***** Document section *****

Relationship of Occupancy with CDI
With regard to admission occupancy, the 0.26-0.50 group did not have a significantly higher rate of CDI than the low occupancy group. Both the 0.51-0.75 and the 0.76-1.00 occupancy groups had 15% lower odds of CDI compared to the low occupancy group (Table). The adjusted results were similar, although the comparison between the low and high occupancy groups was marginally nonsignificant.
With regard to average occupancy, intermediate levels of occupancy (ie, 0.26-0.50 and 0.51-0.75 groups) had over 3-fold increased odds of CDI relative to the low occupancy group; the high occupancy group did not have significantly different odds of CDI compared to the low occupancy group (Table 1). The adjusted results were similar with no changes in statistical significance. Including HLOS tempered the adjusted odds of CDI to 1.6 for intermediate levels of occupancy, but these remained significantly higher than high or low occupancy.
DISCUSSION
Hospital occupancy is related to CDI. However, contrary to expectation, we found that higher admission and average occupancy over hospitalization were not related to more hospital-acquired CDI. CDI rates were highest for intermediate levels of average occupancy with lower CDI rates at high and low occupancy. CDI had an inverse relationship with admission occupancy.

***** Information given *****

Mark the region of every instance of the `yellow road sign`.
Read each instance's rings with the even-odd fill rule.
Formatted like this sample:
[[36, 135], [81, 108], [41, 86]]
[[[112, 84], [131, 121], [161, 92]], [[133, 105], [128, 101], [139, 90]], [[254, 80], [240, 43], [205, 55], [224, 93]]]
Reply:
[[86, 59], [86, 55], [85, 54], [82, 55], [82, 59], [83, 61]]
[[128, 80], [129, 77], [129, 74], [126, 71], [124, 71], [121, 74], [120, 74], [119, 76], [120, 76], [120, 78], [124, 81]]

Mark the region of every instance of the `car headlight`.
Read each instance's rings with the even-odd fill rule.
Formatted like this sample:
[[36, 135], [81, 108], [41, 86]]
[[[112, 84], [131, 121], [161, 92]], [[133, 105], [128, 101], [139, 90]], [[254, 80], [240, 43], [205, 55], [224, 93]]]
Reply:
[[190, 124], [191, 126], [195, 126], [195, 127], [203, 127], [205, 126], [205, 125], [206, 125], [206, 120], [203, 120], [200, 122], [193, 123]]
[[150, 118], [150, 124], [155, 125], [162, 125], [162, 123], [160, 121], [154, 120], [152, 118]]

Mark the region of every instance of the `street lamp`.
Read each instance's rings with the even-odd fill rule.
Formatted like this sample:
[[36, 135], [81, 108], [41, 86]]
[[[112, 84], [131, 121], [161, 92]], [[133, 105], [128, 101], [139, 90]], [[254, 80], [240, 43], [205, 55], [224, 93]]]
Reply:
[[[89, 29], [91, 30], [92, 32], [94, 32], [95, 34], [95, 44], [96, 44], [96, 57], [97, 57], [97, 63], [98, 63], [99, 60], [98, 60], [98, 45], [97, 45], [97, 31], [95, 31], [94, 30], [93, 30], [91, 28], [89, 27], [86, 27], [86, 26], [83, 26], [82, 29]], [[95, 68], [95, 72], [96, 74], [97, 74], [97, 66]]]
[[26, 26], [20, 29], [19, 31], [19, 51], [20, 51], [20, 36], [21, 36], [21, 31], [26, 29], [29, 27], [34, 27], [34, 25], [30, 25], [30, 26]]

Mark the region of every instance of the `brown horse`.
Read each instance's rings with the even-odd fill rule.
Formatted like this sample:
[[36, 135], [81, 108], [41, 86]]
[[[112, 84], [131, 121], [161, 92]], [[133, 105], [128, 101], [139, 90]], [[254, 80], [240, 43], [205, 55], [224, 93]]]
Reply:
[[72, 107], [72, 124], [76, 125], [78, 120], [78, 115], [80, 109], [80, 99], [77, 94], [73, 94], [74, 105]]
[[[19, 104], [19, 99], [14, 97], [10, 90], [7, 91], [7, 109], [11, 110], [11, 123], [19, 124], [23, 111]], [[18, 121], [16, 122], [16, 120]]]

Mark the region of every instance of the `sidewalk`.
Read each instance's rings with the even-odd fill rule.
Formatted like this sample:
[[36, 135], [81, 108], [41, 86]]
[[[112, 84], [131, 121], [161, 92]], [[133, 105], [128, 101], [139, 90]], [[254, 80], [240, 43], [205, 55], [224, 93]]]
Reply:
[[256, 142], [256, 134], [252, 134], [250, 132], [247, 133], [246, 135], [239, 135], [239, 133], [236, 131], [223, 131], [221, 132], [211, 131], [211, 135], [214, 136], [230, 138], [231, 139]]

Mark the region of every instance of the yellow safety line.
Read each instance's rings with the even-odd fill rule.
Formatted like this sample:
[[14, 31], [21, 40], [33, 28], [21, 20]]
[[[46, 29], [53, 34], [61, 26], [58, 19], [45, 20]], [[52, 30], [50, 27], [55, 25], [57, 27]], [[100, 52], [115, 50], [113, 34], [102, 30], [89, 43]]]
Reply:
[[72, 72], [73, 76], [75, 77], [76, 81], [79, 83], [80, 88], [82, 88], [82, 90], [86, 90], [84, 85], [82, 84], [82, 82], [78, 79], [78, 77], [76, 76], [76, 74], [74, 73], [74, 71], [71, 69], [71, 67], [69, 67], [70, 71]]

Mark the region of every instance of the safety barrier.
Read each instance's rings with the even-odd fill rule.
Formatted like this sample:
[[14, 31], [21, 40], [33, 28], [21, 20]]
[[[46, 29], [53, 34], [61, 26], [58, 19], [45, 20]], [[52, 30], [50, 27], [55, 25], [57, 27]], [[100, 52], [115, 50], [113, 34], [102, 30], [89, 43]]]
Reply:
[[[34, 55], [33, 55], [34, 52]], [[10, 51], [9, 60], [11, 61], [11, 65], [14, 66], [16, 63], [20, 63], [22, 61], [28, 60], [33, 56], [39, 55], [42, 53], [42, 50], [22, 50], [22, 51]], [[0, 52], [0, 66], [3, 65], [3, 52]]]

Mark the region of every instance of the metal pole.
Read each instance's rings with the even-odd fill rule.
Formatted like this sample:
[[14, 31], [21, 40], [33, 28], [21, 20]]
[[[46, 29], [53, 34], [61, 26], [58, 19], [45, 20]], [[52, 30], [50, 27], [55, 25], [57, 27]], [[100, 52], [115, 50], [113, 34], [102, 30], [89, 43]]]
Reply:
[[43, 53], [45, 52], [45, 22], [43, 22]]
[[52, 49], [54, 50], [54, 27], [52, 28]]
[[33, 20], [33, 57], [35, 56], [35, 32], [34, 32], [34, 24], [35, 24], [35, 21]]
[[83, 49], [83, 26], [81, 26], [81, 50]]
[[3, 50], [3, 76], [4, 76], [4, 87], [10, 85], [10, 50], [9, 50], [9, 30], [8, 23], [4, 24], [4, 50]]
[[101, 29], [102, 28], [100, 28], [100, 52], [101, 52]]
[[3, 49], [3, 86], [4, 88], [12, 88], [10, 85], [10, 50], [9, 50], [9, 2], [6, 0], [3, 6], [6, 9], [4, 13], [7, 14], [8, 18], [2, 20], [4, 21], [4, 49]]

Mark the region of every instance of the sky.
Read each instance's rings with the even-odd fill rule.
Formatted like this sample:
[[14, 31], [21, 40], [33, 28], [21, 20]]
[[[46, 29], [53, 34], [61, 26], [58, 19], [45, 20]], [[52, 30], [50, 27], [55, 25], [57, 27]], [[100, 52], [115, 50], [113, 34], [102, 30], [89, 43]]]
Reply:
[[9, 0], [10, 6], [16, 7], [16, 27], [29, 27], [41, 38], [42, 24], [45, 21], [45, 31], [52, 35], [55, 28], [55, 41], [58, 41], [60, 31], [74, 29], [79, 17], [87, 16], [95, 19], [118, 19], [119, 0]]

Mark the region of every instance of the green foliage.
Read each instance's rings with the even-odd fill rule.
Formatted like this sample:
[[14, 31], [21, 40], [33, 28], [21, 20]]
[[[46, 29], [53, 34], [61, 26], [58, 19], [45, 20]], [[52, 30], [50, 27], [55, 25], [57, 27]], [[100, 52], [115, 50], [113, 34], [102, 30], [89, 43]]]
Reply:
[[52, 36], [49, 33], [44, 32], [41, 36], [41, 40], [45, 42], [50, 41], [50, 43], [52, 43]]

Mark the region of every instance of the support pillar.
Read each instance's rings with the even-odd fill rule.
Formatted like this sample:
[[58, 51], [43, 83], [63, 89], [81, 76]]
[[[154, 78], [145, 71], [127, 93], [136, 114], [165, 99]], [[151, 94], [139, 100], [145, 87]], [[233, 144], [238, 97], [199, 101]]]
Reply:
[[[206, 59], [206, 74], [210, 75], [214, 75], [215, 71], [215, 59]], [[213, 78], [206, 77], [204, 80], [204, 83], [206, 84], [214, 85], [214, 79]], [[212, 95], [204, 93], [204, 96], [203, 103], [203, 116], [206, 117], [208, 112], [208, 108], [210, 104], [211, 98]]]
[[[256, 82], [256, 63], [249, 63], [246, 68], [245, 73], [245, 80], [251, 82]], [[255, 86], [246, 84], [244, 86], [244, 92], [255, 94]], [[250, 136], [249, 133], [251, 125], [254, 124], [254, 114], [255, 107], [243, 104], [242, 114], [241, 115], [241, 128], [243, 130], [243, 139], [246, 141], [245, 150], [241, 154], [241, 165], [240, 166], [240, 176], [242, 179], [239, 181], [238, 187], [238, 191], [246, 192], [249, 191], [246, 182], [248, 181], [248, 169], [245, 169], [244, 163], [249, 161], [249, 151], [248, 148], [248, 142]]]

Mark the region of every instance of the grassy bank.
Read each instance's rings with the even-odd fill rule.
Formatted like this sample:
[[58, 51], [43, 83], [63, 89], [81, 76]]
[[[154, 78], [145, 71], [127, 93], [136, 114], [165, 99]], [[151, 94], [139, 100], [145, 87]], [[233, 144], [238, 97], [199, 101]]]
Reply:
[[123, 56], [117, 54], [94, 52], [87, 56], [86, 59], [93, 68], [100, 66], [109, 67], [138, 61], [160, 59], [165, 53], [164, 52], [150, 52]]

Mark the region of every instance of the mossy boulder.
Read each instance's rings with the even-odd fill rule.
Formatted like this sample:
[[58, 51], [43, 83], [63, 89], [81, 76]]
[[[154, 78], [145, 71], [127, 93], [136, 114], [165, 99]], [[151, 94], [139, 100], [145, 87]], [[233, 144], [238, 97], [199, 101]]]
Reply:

*****

— Questions on the material —
A. Can you rewrite the paragraph beginning "With regard to average occupancy" from the text on occupancy and CDI as a short bulleted list that keeps its main facts?
B. Which numeric occupancy ranges does the text on occupancy and CDI name?

— Outputs by task —
A.
- Intermediate average occupancy (0.26-0.50 and 0.51-0.75 groups) had over 3-fold higher odds of CDI than low occupancy.
- High occupancy did not differ significantly in CDI odds from low occupancy.
- Adjusted results were similar, with no change in statistical significance.
- Including HLOS lowered the adjusted odds for intermediate occupancy to 1.6, which still stayed significantly higher than for high or low occupancy.

B.
- 0.26-0.50
- 0.51-0.75
- 0.76-1.00